Information supplied:
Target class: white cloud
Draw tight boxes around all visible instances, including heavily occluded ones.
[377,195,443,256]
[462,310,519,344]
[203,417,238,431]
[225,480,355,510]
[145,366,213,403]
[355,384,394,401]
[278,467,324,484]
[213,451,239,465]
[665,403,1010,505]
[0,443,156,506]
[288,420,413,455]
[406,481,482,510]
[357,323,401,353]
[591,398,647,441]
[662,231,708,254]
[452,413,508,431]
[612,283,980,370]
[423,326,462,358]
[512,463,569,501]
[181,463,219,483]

Short problem:
Put every line of the entries above into a numbered list, leaving out any blank lines.

Task answer:
1. Target class: white cloud
2. Draw tight boxes around all visible instances, including heavily occluded ones.
3. [377,195,443,256]
4. [462,310,519,344]
5. [203,417,238,431]
6. [225,480,355,510]
7. [145,366,213,403]
8. [355,384,394,401]
9. [278,467,324,484]
10. [213,451,239,465]
11. [665,403,1010,505]
12. [0,443,156,506]
13. [288,420,413,455]
14. [406,481,482,510]
15. [357,323,401,353]
16. [591,398,647,441]
17. [662,231,708,254]
18. [452,413,508,431]
19. [612,283,980,370]
20. [423,326,462,358]
21. [512,463,569,501]
22. [181,463,219,483]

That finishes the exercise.